══ Data provided ══
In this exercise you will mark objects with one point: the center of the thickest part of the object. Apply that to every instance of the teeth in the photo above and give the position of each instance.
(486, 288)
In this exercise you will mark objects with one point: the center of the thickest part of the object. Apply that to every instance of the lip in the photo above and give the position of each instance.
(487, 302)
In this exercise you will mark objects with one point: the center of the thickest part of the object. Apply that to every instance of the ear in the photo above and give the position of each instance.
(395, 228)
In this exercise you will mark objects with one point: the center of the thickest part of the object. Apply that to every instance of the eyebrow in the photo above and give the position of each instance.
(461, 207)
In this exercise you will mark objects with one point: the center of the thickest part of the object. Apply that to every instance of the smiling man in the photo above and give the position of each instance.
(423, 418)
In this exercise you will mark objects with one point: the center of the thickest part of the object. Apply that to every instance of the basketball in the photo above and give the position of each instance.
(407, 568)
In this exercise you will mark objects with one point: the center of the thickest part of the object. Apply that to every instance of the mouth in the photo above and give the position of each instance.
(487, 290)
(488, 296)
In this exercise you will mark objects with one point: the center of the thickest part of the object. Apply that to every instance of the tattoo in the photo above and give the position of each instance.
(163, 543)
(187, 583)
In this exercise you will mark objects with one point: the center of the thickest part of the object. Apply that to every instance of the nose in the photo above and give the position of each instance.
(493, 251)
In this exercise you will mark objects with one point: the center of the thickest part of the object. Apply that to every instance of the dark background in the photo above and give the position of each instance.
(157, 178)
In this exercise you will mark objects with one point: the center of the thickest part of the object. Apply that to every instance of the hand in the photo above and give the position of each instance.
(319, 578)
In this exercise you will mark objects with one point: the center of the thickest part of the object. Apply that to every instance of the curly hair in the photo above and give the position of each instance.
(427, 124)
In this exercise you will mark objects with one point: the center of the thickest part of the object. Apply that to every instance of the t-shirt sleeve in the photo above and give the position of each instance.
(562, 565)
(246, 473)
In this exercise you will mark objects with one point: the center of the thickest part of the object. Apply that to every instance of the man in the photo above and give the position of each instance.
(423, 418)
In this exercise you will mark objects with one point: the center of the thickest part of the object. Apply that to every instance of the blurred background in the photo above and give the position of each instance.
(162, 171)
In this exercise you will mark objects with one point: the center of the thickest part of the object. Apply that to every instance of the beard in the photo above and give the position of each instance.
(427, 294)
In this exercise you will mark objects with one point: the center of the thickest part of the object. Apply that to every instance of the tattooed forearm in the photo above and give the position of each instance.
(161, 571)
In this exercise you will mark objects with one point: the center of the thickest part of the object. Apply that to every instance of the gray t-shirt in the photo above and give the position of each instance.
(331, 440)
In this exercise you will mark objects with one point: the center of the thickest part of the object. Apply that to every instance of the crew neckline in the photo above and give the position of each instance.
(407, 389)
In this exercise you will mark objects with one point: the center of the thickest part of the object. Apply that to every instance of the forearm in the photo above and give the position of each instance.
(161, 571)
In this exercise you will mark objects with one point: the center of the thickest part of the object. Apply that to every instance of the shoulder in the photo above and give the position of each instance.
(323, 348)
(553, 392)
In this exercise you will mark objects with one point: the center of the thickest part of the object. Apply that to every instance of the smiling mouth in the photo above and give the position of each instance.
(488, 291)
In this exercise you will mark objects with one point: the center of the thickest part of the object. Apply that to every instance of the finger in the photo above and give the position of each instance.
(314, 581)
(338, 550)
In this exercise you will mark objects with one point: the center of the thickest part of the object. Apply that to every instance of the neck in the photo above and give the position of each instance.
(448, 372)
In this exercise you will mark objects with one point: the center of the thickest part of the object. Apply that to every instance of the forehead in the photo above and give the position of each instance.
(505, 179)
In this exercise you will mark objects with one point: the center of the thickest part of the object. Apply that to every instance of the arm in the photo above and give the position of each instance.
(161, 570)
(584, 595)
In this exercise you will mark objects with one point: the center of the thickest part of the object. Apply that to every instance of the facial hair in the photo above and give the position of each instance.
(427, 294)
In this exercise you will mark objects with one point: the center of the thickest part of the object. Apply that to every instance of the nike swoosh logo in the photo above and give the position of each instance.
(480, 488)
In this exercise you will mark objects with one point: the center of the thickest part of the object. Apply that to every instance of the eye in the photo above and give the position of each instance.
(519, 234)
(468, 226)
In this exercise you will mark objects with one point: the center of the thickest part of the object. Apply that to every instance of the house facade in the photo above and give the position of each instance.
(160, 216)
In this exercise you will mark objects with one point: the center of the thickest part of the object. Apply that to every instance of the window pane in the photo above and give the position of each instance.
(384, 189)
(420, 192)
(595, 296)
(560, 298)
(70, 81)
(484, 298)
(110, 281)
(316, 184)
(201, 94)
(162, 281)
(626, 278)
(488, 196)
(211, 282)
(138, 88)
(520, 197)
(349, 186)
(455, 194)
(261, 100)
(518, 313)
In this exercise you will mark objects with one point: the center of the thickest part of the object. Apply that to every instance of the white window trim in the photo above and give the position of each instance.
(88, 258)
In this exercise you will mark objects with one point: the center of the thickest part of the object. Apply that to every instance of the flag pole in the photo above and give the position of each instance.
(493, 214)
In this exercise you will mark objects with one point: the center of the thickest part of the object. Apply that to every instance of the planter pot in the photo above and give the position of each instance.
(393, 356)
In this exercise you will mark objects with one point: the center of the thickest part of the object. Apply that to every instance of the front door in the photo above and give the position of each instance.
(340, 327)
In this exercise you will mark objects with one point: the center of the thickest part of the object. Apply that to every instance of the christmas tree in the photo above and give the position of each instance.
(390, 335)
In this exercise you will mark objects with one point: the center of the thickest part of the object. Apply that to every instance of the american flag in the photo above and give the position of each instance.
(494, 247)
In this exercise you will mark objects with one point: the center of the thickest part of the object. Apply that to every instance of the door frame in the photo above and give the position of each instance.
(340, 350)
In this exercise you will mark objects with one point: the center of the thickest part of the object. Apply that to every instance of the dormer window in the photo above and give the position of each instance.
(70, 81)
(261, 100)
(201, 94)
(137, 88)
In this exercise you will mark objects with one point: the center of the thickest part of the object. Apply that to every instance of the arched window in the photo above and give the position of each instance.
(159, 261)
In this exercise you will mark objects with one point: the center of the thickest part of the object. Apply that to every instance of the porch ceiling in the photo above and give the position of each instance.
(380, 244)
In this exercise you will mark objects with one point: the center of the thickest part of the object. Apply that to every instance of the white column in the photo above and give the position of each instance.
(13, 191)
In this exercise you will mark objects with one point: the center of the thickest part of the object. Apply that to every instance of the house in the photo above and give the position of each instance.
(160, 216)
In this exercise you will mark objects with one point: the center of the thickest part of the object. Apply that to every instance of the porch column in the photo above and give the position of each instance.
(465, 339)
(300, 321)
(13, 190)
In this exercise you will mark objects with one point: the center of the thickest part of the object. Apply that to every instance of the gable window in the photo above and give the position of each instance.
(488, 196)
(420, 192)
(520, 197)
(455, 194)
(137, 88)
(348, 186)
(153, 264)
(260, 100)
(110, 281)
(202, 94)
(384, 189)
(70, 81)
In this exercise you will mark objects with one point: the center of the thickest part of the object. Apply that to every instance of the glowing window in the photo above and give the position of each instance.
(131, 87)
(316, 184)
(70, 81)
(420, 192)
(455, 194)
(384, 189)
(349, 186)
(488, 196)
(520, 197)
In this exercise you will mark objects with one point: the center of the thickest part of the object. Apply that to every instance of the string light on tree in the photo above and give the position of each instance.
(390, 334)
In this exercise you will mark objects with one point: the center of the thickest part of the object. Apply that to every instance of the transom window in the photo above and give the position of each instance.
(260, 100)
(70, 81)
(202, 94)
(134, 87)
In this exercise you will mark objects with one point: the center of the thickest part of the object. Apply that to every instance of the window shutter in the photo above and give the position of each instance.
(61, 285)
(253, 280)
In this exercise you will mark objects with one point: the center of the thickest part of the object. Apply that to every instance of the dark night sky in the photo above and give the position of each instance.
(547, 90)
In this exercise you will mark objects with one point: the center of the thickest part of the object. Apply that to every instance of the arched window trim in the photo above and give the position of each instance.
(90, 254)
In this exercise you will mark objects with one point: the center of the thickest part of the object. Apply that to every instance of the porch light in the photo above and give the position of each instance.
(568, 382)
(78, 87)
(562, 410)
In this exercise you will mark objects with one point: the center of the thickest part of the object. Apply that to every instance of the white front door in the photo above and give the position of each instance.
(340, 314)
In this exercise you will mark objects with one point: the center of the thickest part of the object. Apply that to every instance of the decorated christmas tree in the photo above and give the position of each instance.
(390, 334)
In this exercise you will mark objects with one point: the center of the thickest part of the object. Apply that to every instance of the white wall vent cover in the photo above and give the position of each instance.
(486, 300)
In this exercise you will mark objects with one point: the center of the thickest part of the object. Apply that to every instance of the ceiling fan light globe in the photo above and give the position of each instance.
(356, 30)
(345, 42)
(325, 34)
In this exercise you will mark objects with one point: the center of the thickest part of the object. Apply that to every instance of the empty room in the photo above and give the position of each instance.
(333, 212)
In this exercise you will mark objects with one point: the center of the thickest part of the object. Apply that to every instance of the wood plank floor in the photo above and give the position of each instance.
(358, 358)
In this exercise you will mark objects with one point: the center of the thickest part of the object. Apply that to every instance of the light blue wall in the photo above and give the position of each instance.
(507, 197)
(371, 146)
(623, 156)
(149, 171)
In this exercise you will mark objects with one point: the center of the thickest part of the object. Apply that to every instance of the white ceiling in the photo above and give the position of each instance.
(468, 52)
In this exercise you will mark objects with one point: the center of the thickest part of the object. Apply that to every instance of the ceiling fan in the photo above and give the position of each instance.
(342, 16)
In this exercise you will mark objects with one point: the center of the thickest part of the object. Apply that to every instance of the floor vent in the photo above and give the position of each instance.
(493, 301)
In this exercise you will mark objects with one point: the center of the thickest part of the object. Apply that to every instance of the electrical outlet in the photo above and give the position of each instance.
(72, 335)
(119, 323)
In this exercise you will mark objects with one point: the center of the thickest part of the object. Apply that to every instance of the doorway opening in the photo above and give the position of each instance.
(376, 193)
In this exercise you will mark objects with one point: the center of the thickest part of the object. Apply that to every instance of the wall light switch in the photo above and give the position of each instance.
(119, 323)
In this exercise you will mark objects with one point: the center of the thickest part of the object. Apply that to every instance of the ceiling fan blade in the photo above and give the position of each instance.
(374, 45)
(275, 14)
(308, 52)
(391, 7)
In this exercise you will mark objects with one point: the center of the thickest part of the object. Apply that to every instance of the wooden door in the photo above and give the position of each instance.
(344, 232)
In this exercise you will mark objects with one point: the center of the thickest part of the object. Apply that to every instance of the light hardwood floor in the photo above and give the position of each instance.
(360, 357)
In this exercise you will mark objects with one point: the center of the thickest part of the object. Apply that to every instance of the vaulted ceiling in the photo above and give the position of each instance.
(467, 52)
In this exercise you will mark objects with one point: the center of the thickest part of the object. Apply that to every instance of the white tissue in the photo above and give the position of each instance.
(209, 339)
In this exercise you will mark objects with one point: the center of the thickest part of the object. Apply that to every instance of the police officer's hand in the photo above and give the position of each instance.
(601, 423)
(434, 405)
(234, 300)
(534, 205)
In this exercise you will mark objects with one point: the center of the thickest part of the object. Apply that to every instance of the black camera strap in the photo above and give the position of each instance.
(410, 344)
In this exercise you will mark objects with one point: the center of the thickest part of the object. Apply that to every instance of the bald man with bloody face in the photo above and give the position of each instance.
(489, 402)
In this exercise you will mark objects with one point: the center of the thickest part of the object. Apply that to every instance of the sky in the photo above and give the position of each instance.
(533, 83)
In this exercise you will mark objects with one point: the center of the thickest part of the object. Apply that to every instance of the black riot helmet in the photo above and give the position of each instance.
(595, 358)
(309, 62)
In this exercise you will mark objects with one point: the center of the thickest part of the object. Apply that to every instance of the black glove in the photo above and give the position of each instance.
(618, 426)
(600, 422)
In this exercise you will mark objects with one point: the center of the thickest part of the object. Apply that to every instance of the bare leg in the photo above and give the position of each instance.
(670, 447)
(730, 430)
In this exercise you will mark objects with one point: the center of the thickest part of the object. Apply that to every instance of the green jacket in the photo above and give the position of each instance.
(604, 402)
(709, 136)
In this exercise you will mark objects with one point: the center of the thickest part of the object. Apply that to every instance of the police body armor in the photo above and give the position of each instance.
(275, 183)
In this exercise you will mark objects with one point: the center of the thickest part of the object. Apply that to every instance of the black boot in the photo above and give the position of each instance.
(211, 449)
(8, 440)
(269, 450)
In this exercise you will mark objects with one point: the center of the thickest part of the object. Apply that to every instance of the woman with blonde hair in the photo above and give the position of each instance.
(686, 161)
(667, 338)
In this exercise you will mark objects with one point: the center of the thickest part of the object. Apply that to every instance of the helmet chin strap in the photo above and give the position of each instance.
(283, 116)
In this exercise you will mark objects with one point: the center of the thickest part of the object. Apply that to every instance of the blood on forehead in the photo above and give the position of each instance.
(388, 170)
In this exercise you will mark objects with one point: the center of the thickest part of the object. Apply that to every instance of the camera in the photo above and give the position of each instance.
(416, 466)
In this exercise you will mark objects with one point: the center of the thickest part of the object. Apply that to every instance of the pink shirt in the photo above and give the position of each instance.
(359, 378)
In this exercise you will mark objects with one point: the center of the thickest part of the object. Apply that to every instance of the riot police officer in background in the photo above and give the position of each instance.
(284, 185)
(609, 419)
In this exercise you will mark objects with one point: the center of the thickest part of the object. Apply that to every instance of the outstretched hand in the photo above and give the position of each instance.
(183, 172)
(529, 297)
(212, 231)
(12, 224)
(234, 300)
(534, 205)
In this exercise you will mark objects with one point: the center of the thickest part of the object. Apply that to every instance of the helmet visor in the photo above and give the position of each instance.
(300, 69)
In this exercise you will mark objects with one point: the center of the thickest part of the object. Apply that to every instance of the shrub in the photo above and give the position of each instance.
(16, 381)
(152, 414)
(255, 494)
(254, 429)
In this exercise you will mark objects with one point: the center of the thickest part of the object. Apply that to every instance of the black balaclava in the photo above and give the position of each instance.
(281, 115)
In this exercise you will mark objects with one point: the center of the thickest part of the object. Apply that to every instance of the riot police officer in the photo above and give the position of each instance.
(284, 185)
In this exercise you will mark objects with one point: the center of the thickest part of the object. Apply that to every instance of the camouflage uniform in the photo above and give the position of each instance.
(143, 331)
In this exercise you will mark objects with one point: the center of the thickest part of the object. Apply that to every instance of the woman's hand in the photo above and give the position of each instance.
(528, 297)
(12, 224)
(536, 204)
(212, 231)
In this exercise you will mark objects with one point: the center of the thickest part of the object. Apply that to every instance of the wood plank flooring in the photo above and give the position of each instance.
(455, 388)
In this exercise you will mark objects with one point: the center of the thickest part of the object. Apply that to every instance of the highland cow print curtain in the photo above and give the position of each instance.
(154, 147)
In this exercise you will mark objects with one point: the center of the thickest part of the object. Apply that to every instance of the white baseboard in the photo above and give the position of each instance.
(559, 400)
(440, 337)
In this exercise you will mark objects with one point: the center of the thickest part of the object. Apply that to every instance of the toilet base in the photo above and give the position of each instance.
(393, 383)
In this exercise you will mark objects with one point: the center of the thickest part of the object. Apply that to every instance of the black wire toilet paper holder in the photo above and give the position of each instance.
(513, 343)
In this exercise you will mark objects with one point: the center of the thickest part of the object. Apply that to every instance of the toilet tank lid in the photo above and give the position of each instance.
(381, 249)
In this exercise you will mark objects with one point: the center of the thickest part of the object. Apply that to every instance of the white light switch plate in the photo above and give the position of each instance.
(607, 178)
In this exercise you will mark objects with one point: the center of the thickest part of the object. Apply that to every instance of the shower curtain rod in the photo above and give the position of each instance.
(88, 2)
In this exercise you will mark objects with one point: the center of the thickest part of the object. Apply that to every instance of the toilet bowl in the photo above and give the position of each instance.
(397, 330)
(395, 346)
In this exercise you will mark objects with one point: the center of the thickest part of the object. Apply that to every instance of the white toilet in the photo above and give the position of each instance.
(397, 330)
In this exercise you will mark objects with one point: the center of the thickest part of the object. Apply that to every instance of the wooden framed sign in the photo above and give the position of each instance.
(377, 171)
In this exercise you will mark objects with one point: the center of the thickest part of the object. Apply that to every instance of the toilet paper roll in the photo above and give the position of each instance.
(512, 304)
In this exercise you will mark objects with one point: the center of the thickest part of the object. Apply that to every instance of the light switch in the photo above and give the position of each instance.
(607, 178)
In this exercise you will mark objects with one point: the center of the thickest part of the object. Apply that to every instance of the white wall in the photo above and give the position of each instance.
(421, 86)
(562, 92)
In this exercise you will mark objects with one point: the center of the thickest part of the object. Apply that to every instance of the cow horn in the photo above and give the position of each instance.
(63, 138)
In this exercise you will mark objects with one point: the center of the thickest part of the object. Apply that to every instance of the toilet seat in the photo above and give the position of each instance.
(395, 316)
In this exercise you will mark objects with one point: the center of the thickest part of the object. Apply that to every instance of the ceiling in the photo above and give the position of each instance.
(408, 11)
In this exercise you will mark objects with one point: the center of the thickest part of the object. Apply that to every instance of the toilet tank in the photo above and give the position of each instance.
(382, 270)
═══
## Exercise
Return exactly the lines of the data, and only those, from the line with "the toilet paper" through the last line, inclusive.

## Task solution
In this exercise you will mark objects with one point: the center of the thickest part of the object. Apply that to every instance of the toilet paper roll in the photo above and give the position of each instance.
(512, 304)
In this exercise you will mark objects with one point: the center of the thickest part of the object. Apply that to every instance of the light switch in the photo above and give the position of each instance.
(607, 178)
In this exercise you will mark objects with one point: the center of the thickest part of the object. Apply that to every instance of the white wall in the photo above and give the position of each instance.
(421, 86)
(562, 92)
In this exercise you will mark objects with one point: the center of the thickest part of the object. Apply that to every instance of the cow horn in the photo above and give the position of each instance.
(63, 138)
In this exercise you will mark objects with one point: the center of the thickest part of the object. Apply that to every instance of the toilet seat in the photo above and give the position of each instance.
(395, 316)
In this exercise you will mark objects with one point: the center of the thickest part of the object. Apply that to every instance of the ceiling in the photo above and give the position of each instance.
(408, 11)
In this exercise you will mark objects with one point: the center of the thickest part of the object. Apply that to every instance of the toilet tank in the photo above and give the position of each instance.
(382, 270)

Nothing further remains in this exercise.